■ **Exercise description**
Would you transcribe all of the entries that follow, word for word?

■ **Exercise data**
══════════════════════════════
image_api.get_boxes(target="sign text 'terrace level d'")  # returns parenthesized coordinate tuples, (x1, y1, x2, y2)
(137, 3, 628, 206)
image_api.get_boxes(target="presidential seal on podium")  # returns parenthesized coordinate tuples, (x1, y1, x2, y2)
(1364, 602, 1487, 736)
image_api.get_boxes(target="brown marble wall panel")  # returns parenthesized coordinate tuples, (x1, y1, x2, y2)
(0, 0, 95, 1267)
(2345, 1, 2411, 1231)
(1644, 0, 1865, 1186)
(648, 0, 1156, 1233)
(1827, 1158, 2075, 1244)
══════════════════════════════
■ **Answer section**
image_api.get_boxes(target="sign text 'terrace level d'")  # returns parenthesized coordinate tuples, (x1, y1, x2, y2)
(137, 3, 628, 206)
image_api.get_boxes(target="presidential seal on podium")  # returns parenthesized coordinate tuples, (x1, y1, x2, y2)
(1364, 602, 1487, 736)
image_api.get_boxes(target="brown marble wall panel")  # returns parenthesized coordinate tuples, (x1, y1, x2, y2)
(0, 0, 95, 1267)
(2345, 1, 2411, 1231)
(1644, 0, 1865, 1186)
(648, 0, 1156, 1233)
(1827, 1158, 2075, 1244)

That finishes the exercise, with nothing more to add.